Stored entries

↓↓↓

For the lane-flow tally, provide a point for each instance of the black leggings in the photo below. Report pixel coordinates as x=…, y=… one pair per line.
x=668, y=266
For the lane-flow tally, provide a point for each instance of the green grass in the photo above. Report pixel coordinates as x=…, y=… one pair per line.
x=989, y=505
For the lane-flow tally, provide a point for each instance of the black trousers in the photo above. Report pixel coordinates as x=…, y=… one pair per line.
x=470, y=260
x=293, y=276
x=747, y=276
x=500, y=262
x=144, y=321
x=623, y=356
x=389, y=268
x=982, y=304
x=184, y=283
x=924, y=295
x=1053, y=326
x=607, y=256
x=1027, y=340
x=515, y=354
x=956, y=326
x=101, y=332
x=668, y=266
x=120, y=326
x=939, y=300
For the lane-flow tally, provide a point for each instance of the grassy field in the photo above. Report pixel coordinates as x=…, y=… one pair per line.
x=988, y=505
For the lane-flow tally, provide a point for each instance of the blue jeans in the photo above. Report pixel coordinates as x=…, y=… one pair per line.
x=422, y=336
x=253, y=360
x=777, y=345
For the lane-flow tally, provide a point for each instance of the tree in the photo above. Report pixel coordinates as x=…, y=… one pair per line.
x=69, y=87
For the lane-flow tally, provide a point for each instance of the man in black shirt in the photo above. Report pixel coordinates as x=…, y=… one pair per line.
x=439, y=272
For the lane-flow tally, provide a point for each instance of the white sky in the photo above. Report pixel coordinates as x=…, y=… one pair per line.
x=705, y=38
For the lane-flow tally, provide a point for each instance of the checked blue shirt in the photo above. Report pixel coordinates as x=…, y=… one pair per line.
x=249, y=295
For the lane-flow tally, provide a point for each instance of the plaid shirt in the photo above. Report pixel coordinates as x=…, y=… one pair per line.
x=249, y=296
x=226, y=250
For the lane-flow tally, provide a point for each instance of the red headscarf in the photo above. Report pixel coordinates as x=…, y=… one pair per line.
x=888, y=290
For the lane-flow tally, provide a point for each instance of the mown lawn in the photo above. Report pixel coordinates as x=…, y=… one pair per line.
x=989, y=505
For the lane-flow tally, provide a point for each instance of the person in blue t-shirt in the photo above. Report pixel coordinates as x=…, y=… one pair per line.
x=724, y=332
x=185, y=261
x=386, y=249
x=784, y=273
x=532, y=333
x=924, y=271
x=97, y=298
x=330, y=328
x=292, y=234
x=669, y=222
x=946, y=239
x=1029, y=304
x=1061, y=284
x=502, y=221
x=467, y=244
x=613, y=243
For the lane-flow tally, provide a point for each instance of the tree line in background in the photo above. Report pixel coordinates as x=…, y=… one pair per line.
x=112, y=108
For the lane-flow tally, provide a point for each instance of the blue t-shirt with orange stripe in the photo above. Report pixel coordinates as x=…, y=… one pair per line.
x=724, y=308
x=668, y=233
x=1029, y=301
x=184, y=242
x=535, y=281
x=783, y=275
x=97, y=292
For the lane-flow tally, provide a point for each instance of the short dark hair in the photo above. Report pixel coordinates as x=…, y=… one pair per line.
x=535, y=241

↑↑↑

__What you are asked to do__. All of the entries above need to be reproduced exactly.

__Written answer__.
For the lane-flow tally, provide a point for each instance of the black leggings in the photo below. Report pixel coordinates as x=…, y=… one pair per line.
x=668, y=266
For the lane-flow tally, provide a point for each instance of the green grass in the photo above. Report pixel coordinates as x=…, y=… one pair per line.
x=989, y=505
For the lane-flow tally, provide a point for each instance of the black trousers in the photo above. Report pixel coordinates as x=…, y=… one pair per line.
x=470, y=260
x=293, y=276
x=747, y=276
x=500, y=262
x=144, y=321
x=623, y=356
x=389, y=268
x=982, y=304
x=184, y=283
x=924, y=295
x=1053, y=326
x=607, y=256
x=1027, y=340
x=515, y=354
x=956, y=326
x=101, y=332
x=668, y=266
x=120, y=326
x=939, y=300
For the lane-flow tally, provide a point for each instance of the grassy field in the photo above. Report pixel coordinates as x=…, y=… one pair per line.
x=988, y=505
For the lane-flow tally, provide a point for each instance of the blue jeans in the photo above. Report pixel coordinates as x=…, y=… one pair per line.
x=422, y=336
x=253, y=360
x=777, y=345
For the lane-flow tally, provide a point for each instance of the tree in the photo above. Report pixel coordinates as x=…, y=… one pair per line.
x=69, y=87
For the lane-flow tally, provide a point for each instance of the man in black shirt in the photo above. Report pixel coordinates as x=…, y=… one pair per line.
x=439, y=272
For the lane-flow tally, provide a point for each instance of the white sky in the photo above. Report pixel coordinates as x=…, y=… one pair per line.
x=705, y=38
For the lane-flow tally, provide a point for each instance of the checked blue shirt in the photo above. Report pixel coordinates as x=…, y=… one pair per line.
x=249, y=295
For the lane-flow tally, provide a point for each instance of the plaid shirt in the photo above. Report pixel coordinates as x=…, y=… one pair per line.
x=249, y=296
x=226, y=250
For the lane-flow tally, provide a point for each instance of the red headscarf in the photo above. Report pixel coordinates as x=…, y=… one pair per line.
x=888, y=290
For the lane-flow tally, provide a point for each instance of the mown lawn in the photo above. Report pixel coordinates as x=…, y=… one pair per line.
x=989, y=505
For the lane-flow tally, provide a point for each instance of the person in blue t-shirt in the photo above. Report pixel coordinates as x=…, y=… one pair per line.
x=724, y=332
x=185, y=261
x=386, y=249
x=784, y=273
x=532, y=333
x=924, y=271
x=97, y=298
x=330, y=328
x=292, y=234
x=669, y=222
x=946, y=239
x=1029, y=304
x=1061, y=284
x=502, y=221
x=467, y=244
x=613, y=243
For the lane-flow tally, provide a point for each instance of the tree line in background in the photo above. Report pixel coordinates as x=…, y=… one pair per line.
x=112, y=108
For the lane-flow tally, provide a point for each instance of the blue t-shirt with orange stripe in the photo above. Report pixel coordinates as x=…, y=… one pair per line.
x=724, y=308
x=668, y=233
x=1029, y=301
x=184, y=242
x=535, y=281
x=783, y=275
x=97, y=292
For the lane-flow tally, provide a point for each instance of the short dark hair in the photo above. Report pixel coordinates as x=…, y=… one pair per line.
x=535, y=241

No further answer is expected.